[Stored entries]
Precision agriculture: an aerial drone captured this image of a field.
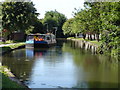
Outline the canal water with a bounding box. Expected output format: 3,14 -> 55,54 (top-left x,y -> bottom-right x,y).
2,40 -> 118,88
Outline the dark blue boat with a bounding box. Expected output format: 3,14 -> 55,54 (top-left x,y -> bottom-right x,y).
26,33 -> 56,48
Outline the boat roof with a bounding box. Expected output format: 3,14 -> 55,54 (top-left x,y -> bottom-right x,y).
28,33 -> 54,36
28,34 -> 45,36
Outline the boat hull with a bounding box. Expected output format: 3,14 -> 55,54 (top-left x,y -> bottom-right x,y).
26,44 -> 34,48
34,43 -> 50,48
26,43 -> 56,48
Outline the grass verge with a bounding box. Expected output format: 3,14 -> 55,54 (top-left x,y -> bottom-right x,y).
67,37 -> 102,46
4,43 -> 25,49
1,43 -> 25,54
1,73 -> 26,89
0,40 -> 25,45
0,66 -> 27,89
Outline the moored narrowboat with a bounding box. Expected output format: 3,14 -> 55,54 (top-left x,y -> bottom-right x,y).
26,33 -> 56,48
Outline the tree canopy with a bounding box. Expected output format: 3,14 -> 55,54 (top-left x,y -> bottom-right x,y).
62,2 -> 120,59
2,1 -> 38,34
42,10 -> 67,38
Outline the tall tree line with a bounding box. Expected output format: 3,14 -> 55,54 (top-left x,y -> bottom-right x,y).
62,2 -> 120,59
1,1 -> 41,39
1,1 -> 67,39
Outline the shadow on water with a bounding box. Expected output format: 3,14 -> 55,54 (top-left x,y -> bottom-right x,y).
2,40 -> 118,88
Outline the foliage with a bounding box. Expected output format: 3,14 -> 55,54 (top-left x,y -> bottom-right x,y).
32,19 -> 44,34
2,1 -> 38,38
62,2 -> 120,59
25,25 -> 34,34
98,2 -> 120,59
0,2 -> 2,33
43,10 -> 67,37
62,18 -> 74,35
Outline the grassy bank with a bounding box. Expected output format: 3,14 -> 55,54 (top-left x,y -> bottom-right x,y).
67,37 -> 118,61
0,43 -> 29,89
1,43 -> 25,54
0,40 -> 14,45
67,37 -> 102,46
2,73 -> 26,89
0,66 -> 27,89
3,43 -> 25,49
0,40 -> 25,45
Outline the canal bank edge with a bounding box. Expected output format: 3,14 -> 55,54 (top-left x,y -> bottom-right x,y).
67,37 -> 100,46
67,38 -> 119,62
0,66 -> 30,89
67,38 -> 99,49
0,43 -> 25,55
0,43 -> 30,89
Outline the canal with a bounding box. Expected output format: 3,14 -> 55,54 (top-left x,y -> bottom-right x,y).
2,40 -> 118,88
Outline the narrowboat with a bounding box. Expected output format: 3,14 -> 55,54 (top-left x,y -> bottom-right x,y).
26,33 -> 56,48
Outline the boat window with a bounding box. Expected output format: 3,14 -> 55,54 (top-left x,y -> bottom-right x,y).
27,36 -> 34,41
38,35 -> 45,39
46,37 -> 50,40
53,36 -> 55,39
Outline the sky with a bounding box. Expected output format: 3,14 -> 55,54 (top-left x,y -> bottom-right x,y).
32,0 -> 85,19
0,0 -> 85,19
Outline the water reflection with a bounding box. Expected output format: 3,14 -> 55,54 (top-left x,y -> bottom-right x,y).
2,40 -> 118,88
68,40 -> 97,55
26,49 -> 34,60
2,49 -> 34,81
62,41 -> 118,88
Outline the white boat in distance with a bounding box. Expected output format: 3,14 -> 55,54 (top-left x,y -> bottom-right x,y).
26,33 -> 56,48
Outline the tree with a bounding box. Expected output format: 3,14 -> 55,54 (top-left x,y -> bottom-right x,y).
98,2 -> 120,58
43,10 -> 67,38
62,18 -> 74,36
84,2 -> 102,41
62,2 -> 120,59
32,19 -> 44,34
2,1 -> 38,39
0,2 -> 3,36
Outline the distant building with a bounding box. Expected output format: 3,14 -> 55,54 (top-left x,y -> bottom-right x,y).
11,32 -> 25,41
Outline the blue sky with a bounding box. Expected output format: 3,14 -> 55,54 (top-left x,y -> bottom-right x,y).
32,0 -> 85,19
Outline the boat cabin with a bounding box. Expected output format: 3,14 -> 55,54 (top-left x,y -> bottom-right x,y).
26,33 -> 56,48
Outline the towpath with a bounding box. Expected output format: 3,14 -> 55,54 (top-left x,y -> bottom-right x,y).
0,43 -> 17,47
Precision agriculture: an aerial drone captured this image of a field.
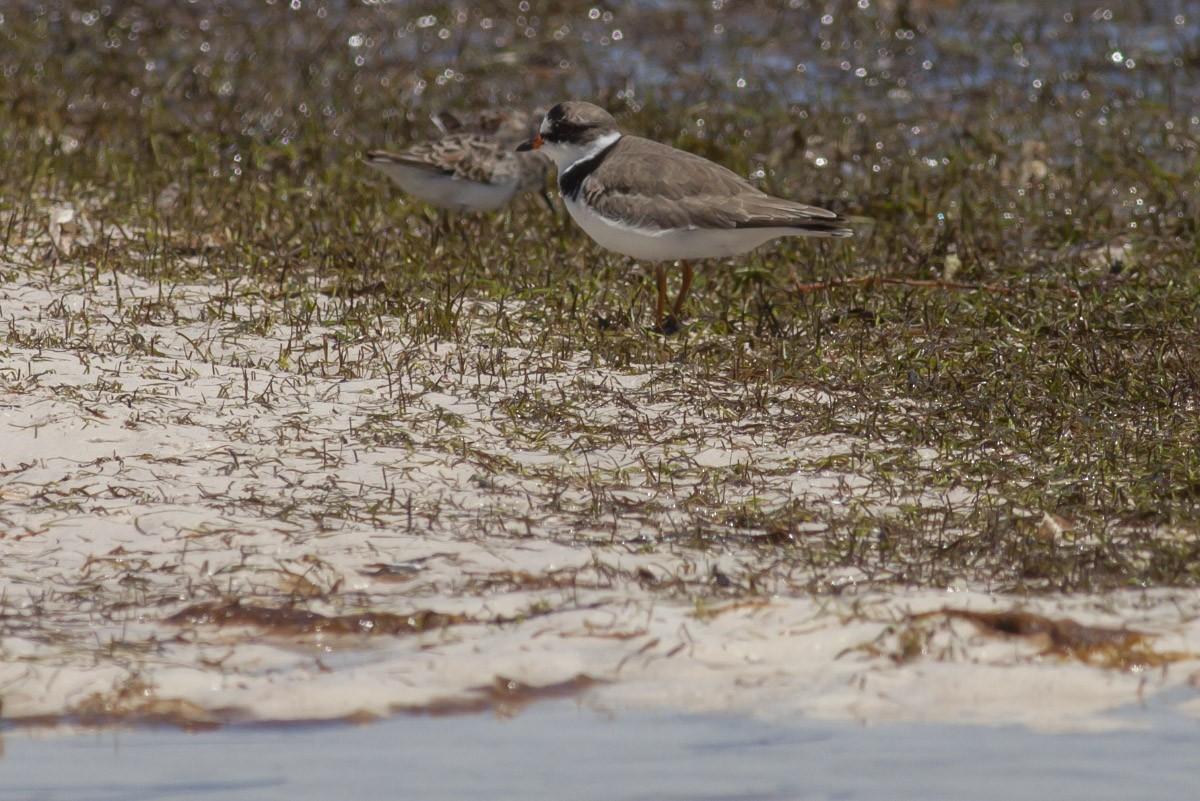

**WHAT TO PRODUCE**
Write out again, exactly, each line from the one with "Outline the white" to the end of the entries. No pictures go in.

**SOLVED PROBLEM**
Outline the white boat in distance with a bounding box. Expected output format: 3,14 -> 55,54 (top-left x,y -> bottom-right x,y).
26,33 -> 56,48
Outline the tree with a bounding box. Expected output format: 3,14 -> 55,54 (top-left x,y -> bottom-right x,y).
98,2 -> 120,58
43,10 -> 67,38
62,18 -> 74,36
84,2 -> 102,41
62,2 -> 120,59
32,19 -> 44,34
2,1 -> 38,39
0,2 -> 3,36
Outline the distant building with a bounding box. Expected output format: 3,14 -> 55,54 (top-left x,y -> bottom-right x,y).
11,32 -> 25,41
Outline the blue sky with a bounding box. Expected output format: 3,14 -> 55,54 (top-left x,y -> bottom-right x,y).
32,0 -> 85,19
Outline the boat cabin with a bounding box. Expected output format: 3,14 -> 55,54 (top-left x,y -> bottom-right x,y).
26,33 -> 56,48
Outline the towpath with a bounding box. Expected output format: 3,14 -> 55,54 (top-left x,y -> bottom-right x,y).
0,43 -> 17,47
Precision agriculture: an aerial drone captured this image of a field.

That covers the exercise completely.